## Instruction 1
Answer these from the forum post about classical music:
(a) When does the writer's school year start?
(b) Which two services does Fergus suggest as more affordable than iTunes?
(c) Which earlier listening experience does the writer compare hearing La Mer to?
## Instruction 2
In the forum post about classical music, quote the stretch from "Sweet! I've heard" through "those websites. Thanks!".

I'm sorry this bothers you so much... but I'm very busy during the school year (which starts next week), and my free time is spent salvaging exercise and hanging out haha. During the year, I listened to classical mostly in bed right before I went to sleep, or some occasional youtube link chasing (although this usually ended up in lots of wasted time, and thus lost sleep). Maybe you're right that wanting to be spoon-fed won't be too productive, though. I'm just hoping it'll save me time, since maybe someone on the forums had similar tastes to me at one point and had music to suggest off the bat. I'm probably being kinda impatient though, since dj seems to imply that it takes some time before your interests to become more varied



Fergus said:


> If you don't want to spend too much money, try emusic or Audio Lunchbox. They are both considerably more affordable than iTunes, and although they have a smaller selection, both are well-stocked with classical albums. Now onto the recommendations:
> 
> Haydn: Symphonies 6-8. This group of symphonies normally appears together, and hearing it is what kicked off my current interest in Haydn.
> 
> ...


Sweet! I've heard one of the Planets movements before. I don't think it made a huge impression, but I knew it was a well-regarded piece, and I had made note to myself to listen to it all sometime. Heh, Golliwogg's Cakewalk was a kinda funny piece. I think I actually have the sheet music somewhere, from long ago... I'm listening to La Mer on youtube right now. I like it. It's kinda like the first time I listened to Ravel's Daphnis et Chloe Suite. Also, I've bookmarked those websites. Thanks!

## Provided material
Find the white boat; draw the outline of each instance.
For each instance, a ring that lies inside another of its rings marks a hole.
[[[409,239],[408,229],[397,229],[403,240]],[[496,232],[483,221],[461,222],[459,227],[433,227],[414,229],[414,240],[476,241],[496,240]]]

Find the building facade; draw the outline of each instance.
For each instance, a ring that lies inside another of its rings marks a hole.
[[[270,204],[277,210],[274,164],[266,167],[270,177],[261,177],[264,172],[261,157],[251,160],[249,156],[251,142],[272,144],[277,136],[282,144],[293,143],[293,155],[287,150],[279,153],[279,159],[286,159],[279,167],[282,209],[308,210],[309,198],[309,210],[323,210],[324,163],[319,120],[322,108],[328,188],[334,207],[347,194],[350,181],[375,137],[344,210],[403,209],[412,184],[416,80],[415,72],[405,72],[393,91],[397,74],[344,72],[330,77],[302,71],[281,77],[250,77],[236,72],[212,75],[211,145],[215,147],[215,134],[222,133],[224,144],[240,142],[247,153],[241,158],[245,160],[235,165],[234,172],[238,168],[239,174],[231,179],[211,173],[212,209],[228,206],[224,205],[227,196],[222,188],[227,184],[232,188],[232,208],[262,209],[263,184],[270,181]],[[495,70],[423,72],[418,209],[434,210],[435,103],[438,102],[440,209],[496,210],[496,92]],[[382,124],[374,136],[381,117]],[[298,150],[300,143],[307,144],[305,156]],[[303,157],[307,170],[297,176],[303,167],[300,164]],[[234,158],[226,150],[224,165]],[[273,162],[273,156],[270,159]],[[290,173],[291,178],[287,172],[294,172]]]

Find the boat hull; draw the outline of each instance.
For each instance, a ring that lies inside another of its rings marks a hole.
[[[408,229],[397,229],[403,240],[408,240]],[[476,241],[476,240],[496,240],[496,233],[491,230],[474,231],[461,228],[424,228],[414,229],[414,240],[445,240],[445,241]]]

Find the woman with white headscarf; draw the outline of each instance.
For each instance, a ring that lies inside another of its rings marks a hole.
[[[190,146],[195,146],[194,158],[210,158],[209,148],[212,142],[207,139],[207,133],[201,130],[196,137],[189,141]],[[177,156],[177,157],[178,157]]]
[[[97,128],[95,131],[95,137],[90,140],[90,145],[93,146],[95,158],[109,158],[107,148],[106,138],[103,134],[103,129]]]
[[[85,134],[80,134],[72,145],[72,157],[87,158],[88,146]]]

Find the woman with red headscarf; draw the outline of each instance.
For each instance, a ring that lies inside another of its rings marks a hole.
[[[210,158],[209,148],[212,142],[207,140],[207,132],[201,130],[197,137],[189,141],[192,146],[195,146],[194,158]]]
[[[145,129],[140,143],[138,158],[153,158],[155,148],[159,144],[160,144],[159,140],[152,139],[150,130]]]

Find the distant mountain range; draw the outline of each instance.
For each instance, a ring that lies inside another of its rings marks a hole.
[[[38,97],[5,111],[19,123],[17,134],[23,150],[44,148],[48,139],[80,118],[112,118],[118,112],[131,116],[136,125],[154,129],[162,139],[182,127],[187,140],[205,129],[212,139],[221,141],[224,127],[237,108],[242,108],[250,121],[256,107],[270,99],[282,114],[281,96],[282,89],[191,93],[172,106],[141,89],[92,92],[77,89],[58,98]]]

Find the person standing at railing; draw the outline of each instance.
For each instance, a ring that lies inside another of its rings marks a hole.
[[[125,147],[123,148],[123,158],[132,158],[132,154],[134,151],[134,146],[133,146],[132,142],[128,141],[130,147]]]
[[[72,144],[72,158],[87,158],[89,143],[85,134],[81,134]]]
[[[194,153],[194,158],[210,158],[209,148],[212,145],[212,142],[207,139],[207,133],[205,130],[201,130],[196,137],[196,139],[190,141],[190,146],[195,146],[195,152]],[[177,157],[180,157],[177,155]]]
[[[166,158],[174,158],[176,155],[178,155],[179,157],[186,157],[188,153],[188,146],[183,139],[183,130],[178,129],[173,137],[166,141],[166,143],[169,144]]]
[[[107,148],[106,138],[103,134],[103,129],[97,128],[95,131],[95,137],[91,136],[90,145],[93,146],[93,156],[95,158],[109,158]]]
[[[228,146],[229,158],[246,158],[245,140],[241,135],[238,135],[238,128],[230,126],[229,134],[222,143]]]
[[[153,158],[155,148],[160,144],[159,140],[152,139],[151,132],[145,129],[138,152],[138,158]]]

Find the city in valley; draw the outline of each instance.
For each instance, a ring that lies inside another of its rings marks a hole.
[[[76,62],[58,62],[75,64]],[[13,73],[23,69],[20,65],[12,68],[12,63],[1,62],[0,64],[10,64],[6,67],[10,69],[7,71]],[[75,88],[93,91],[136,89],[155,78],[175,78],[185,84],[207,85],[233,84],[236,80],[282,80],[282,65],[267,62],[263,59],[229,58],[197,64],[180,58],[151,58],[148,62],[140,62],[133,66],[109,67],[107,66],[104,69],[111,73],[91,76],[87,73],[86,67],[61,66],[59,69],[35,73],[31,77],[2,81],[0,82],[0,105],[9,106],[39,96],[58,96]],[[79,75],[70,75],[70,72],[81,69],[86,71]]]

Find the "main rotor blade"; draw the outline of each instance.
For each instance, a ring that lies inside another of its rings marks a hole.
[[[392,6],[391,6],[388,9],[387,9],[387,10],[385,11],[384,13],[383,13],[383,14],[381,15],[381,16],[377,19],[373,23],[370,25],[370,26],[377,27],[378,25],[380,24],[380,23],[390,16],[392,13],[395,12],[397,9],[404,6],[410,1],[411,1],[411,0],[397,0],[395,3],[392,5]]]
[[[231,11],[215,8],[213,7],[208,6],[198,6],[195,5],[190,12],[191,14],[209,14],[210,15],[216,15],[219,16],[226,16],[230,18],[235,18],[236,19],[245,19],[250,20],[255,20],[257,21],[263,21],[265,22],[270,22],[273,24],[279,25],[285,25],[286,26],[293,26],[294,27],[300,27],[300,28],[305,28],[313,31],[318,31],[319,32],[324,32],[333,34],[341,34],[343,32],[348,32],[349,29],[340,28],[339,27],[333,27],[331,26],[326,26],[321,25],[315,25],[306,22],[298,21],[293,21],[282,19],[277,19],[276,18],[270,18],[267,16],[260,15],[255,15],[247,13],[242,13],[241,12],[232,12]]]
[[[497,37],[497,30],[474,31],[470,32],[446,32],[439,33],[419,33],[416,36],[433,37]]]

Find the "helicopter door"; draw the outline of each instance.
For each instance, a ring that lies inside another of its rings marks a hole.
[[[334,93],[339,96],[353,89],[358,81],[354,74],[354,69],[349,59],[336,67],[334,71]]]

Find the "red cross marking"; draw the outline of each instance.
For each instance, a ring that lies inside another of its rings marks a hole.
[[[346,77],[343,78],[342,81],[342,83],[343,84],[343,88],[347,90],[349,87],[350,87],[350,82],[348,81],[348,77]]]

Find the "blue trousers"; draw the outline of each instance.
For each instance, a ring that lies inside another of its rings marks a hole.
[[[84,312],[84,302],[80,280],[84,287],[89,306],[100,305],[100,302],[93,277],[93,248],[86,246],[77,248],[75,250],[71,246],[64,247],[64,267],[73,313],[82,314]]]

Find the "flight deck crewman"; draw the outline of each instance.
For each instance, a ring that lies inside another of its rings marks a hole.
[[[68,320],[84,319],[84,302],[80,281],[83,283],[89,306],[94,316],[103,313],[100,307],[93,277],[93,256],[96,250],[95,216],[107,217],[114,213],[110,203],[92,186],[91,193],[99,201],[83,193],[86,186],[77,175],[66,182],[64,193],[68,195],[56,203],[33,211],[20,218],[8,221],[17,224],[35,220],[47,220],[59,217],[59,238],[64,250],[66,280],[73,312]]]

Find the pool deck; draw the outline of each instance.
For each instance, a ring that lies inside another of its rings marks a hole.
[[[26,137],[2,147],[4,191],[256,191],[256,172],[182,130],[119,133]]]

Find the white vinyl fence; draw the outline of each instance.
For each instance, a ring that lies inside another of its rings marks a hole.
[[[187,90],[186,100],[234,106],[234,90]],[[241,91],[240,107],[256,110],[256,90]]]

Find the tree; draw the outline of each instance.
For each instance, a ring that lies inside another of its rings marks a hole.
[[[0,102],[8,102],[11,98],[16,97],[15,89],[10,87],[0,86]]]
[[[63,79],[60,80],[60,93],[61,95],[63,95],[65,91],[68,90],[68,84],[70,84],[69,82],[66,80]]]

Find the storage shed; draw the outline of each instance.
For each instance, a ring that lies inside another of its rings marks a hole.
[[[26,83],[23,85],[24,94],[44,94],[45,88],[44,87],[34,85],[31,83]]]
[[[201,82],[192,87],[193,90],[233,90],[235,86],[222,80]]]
--
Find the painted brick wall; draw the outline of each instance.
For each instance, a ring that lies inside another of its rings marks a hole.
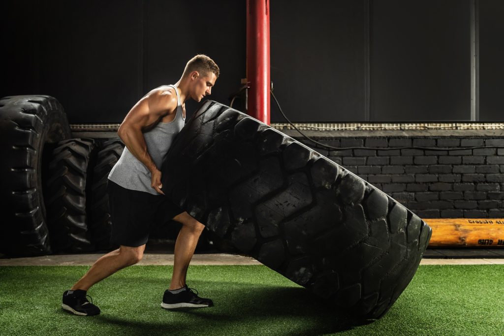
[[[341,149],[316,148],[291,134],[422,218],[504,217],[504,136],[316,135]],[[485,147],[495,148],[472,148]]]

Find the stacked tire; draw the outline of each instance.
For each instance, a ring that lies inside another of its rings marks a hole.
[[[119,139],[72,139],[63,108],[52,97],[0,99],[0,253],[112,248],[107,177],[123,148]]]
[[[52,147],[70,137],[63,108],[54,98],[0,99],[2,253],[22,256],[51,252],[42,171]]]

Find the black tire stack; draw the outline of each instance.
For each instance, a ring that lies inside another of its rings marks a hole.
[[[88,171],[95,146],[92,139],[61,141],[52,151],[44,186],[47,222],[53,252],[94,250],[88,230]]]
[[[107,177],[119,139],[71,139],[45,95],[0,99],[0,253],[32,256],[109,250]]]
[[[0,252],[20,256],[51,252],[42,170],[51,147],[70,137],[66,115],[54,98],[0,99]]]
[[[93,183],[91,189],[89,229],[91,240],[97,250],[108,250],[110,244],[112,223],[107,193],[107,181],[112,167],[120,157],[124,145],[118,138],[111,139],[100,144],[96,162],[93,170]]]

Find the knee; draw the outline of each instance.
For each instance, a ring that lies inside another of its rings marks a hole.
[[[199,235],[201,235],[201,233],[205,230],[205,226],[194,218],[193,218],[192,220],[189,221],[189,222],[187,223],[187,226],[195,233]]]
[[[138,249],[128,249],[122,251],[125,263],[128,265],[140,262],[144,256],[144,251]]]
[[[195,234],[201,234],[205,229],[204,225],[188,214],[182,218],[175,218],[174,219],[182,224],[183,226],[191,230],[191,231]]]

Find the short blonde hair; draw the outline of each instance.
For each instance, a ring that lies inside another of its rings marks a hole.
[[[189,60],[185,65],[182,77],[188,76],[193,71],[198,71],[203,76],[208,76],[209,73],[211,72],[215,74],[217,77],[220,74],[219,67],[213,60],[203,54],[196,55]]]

## Expected answer 1
(a) Next week.
(b) emusic and Audio Lunchbox.
(c) The first time the writer listened to Ravel's Daphnis et Chloe Suite.

## Expected answer 2
Sweet! I've heard one of the Planets movements before. I don't think it made a huge impression, but I knew it was a well-regarded piece, and I had made note to myself to listen to it all sometime. Heh, Golliwogg's Cakewalk was a kinda funny piece. I think I actually have the sheet music somewhere, from long ago... I'm listening to La Mer on youtube right now. I like it. It's kinda like the first time I listened to Ravel's Daphnis et Chloe Suite. Also, I've bookmarked those websites. Thanks!